• **Aim**
Give back the records below exactly, every one, with no pictures.

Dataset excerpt
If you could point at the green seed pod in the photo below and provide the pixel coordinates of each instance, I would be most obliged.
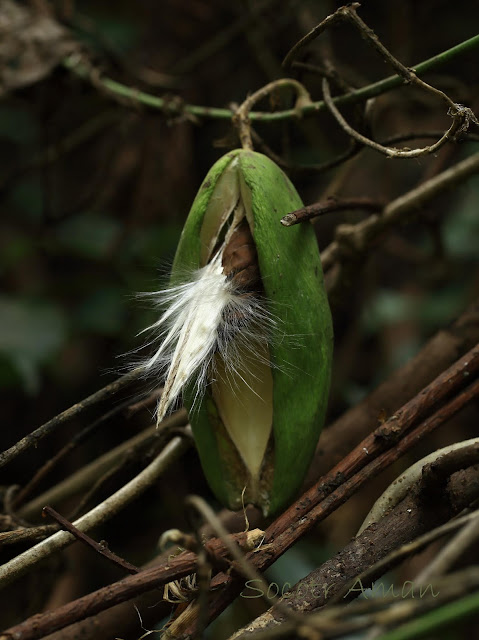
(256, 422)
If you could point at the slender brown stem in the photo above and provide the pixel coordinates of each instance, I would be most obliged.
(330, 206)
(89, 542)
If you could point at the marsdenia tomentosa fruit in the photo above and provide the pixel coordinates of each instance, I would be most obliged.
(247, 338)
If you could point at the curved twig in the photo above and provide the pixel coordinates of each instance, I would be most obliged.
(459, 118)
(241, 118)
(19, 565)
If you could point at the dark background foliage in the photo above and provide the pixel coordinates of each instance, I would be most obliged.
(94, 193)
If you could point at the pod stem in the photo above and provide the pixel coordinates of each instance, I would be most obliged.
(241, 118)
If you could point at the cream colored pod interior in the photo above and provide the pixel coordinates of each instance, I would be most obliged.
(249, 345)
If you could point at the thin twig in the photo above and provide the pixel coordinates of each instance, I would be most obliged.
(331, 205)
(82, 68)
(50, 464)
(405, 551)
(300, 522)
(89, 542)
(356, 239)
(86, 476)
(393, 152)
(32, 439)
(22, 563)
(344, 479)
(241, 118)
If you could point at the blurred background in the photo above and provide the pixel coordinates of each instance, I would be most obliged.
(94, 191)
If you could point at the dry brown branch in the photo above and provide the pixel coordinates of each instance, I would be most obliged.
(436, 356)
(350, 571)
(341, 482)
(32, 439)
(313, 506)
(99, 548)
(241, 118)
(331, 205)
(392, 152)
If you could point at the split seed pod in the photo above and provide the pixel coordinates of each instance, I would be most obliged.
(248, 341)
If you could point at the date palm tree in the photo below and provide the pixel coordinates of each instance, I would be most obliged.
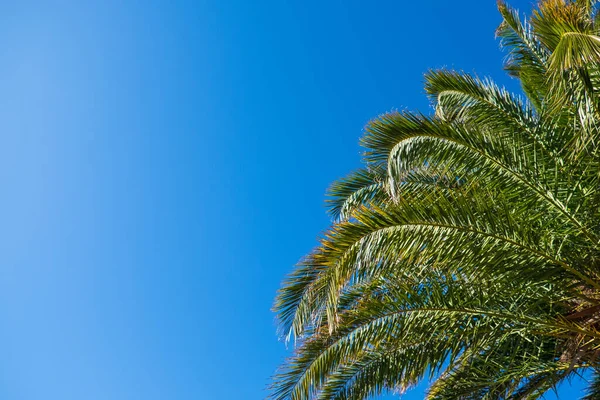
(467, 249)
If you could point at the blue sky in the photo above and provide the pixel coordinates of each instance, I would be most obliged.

• **Reply**
If you could point at the green seed pod in the photo below and provide the pixel coordinates of each instance, I would be most obliged.
(256, 422)
If you could point at the slender brown stem in the photo above and provide the pixel coordinates of each instance, I would be most obliged.
(330, 206)
(89, 542)
If you could point at the marsdenia tomentosa fruit in the photo above and provide the pixel coordinates of each instance, I would be most obliged.
(247, 338)
If you could point at the curved twig in the photo above and provide the pixel coordinates of each instance, I would be most obliged.
(459, 118)
(241, 118)
(19, 565)
If you could point at the dark background foliage in the photo above and provide the pixel coordinates of each instance, I would be most obliged.
(94, 193)
If you could point at the pod stem in the photo above and provide the pixel coordinates of each instance, I would be most obliged.
(241, 118)
If you could point at the cream colored pod interior in the photo above and provide the pixel coordinates of each instance, I would be most obliged.
(249, 345)
If you could point at the thin twig in the photo above and provide the pixel coordinates of each instance, I would be most obliged.
(331, 205)
(82, 68)
(50, 464)
(405, 551)
(300, 522)
(89, 542)
(356, 239)
(86, 476)
(393, 152)
(32, 439)
(22, 563)
(344, 479)
(241, 118)
If you could point at the blurred background in the photo above and provide the pixel coordinates of each instance, I would be most obliged.
(94, 191)
If you could point at the dry brown branch in the photo above and provide the pixel coordinates of each instance, I would be most obliged.
(436, 356)
(350, 571)
(341, 482)
(32, 439)
(313, 506)
(99, 548)
(241, 118)
(331, 205)
(392, 152)
If you could point at the split seed pod in the photo above and provide the pixel coordinates of each instance, I would be most obliged.
(248, 341)
If you could point at the date palm tree in the photo below and provide the pixel coordinates of each instance, I would be most obliged.
(467, 249)
If you could point at the blue sky in the photo above and provide the pixel coordinates of each instance, I would be most obliged.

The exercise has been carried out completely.